(Extracted records)
%%
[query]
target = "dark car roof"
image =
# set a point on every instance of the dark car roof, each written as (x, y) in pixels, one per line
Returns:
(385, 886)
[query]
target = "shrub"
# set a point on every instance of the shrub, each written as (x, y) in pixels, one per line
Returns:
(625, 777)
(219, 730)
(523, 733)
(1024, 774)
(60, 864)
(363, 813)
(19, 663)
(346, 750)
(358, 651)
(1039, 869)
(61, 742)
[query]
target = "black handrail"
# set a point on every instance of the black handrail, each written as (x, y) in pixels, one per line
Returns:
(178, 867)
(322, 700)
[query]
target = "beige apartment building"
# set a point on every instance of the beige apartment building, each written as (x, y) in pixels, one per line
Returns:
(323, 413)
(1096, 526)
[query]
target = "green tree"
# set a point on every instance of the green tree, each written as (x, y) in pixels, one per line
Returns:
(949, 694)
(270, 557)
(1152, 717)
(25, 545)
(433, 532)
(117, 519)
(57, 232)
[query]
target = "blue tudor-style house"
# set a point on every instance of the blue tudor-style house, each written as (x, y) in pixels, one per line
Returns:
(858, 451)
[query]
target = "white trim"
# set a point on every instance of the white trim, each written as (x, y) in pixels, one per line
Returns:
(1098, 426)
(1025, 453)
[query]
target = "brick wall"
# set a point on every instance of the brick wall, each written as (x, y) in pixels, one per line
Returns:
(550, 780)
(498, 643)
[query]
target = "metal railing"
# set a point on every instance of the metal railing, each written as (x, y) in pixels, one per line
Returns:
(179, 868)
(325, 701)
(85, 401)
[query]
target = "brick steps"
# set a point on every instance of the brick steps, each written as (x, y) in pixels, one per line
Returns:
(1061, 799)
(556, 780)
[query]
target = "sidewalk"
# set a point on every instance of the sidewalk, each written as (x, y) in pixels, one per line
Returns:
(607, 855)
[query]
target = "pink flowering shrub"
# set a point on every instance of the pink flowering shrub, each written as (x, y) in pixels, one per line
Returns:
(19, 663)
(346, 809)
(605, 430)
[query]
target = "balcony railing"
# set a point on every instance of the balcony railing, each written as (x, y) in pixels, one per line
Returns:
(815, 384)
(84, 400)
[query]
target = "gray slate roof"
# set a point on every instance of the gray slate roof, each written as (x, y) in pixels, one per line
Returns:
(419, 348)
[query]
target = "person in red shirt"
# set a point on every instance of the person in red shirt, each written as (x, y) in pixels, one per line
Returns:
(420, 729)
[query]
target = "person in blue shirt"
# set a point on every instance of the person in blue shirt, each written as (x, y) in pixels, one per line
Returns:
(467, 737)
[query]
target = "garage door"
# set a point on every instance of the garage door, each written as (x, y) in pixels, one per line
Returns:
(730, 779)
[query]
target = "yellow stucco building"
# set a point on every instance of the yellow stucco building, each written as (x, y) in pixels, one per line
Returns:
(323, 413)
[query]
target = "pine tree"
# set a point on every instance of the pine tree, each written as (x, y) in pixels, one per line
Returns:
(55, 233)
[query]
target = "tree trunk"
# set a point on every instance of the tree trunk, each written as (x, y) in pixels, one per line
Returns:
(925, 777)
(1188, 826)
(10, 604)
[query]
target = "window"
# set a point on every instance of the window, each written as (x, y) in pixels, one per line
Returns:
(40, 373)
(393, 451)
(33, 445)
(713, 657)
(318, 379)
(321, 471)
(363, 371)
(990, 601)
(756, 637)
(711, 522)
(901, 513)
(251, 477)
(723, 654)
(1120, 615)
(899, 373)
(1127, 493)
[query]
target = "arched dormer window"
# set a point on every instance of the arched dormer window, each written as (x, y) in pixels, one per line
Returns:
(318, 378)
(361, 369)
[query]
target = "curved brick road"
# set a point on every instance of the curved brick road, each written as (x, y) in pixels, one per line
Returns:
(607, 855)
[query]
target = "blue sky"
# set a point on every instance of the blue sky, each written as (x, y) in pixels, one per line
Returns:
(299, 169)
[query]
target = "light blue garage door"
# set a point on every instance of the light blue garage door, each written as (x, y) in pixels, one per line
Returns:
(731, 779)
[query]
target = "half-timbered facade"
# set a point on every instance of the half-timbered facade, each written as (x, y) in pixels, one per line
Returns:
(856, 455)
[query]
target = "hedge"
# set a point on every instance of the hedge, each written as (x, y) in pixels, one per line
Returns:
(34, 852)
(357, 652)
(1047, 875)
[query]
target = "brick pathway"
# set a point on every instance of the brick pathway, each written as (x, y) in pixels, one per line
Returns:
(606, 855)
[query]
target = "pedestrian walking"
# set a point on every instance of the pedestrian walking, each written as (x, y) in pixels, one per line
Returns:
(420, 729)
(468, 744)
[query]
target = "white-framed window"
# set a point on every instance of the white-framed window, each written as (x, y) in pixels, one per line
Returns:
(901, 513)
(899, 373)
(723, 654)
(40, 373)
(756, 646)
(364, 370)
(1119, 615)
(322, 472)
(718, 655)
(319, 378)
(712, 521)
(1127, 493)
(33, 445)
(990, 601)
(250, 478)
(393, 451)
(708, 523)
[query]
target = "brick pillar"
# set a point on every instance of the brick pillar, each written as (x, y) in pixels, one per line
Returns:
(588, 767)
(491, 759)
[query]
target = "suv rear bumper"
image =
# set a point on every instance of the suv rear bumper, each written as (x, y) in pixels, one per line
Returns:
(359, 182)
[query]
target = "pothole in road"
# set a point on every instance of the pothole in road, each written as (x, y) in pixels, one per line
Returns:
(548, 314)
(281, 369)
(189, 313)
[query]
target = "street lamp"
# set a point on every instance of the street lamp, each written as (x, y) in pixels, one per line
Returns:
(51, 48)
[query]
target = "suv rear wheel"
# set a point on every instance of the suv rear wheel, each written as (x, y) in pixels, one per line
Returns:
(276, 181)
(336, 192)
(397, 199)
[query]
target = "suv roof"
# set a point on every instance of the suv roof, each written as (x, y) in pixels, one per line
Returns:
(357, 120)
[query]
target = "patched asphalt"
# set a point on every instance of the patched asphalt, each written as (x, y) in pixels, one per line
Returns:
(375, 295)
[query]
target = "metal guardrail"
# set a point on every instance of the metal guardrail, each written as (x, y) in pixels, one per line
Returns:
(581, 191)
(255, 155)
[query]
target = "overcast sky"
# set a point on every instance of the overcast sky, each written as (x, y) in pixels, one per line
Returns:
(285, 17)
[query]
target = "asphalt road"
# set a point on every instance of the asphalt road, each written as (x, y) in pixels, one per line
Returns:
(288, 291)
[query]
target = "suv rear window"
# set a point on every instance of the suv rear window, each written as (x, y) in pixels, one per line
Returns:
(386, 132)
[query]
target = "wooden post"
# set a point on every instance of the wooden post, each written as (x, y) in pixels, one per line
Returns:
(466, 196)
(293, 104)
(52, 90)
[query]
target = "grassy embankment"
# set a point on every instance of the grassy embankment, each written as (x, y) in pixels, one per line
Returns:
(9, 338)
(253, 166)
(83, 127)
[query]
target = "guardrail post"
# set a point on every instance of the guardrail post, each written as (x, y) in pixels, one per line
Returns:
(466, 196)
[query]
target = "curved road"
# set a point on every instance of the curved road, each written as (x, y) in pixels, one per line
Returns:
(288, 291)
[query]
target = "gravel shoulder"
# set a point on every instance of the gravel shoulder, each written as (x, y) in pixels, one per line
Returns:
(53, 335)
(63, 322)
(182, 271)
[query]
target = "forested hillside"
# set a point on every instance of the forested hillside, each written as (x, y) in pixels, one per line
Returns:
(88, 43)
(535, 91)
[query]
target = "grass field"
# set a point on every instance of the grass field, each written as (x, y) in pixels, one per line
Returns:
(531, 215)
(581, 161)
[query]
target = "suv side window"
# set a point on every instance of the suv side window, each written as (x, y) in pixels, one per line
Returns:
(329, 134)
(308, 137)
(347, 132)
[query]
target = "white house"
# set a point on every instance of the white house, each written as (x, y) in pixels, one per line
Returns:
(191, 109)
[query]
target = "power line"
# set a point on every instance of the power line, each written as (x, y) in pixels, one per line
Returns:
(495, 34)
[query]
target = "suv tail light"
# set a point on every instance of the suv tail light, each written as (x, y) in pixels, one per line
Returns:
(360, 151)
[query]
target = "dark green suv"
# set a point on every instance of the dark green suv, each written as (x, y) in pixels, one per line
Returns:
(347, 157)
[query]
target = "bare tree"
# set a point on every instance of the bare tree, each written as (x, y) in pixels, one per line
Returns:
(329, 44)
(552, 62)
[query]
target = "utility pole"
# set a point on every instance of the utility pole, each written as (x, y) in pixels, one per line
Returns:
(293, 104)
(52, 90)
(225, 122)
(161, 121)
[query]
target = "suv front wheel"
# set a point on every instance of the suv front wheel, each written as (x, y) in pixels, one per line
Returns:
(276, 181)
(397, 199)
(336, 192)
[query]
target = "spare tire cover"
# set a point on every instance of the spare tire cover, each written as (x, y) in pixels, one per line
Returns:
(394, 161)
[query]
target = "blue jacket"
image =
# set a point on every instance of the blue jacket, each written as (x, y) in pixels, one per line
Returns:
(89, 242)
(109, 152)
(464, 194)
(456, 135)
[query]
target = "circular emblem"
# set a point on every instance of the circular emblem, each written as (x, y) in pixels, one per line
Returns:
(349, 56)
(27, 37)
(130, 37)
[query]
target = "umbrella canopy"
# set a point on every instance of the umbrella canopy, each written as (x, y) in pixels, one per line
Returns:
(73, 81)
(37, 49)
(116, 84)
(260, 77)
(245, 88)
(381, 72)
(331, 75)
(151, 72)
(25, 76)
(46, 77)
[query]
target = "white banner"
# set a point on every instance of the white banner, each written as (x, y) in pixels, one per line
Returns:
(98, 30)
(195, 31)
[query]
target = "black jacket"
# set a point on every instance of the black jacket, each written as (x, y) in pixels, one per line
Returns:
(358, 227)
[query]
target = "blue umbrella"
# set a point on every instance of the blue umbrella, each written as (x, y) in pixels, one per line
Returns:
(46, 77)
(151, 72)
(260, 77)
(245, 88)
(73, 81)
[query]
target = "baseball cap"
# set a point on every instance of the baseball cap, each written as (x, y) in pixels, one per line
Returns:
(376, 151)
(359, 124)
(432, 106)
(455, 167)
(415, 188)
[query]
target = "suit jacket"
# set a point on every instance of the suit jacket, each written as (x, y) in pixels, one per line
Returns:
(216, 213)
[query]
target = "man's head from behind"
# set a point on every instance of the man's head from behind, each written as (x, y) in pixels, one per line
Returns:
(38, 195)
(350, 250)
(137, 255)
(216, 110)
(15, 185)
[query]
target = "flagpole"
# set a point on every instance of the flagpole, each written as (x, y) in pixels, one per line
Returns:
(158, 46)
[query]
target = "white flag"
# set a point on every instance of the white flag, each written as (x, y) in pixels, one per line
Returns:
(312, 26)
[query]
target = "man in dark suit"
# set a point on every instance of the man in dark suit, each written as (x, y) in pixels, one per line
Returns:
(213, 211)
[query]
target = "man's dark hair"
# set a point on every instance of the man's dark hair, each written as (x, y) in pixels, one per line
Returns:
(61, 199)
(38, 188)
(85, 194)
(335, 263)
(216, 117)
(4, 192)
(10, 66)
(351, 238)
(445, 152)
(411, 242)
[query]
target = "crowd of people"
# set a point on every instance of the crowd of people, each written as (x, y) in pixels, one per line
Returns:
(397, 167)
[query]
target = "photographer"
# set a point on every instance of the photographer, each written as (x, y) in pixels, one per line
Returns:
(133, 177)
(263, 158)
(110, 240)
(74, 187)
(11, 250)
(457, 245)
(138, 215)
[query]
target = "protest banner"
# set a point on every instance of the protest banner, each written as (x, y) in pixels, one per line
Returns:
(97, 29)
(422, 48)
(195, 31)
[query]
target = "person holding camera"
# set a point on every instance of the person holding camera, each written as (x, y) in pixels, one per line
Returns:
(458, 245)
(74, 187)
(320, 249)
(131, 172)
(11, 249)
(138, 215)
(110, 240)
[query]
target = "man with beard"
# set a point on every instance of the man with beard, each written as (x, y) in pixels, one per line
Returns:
%%
From the lines above, copy those that contain the word "utility".

■ **OUTPUT BELOW**:
target = "utility pole"
# set a point on every instance of the utility pole, each written as (x, y) in pixels, one per line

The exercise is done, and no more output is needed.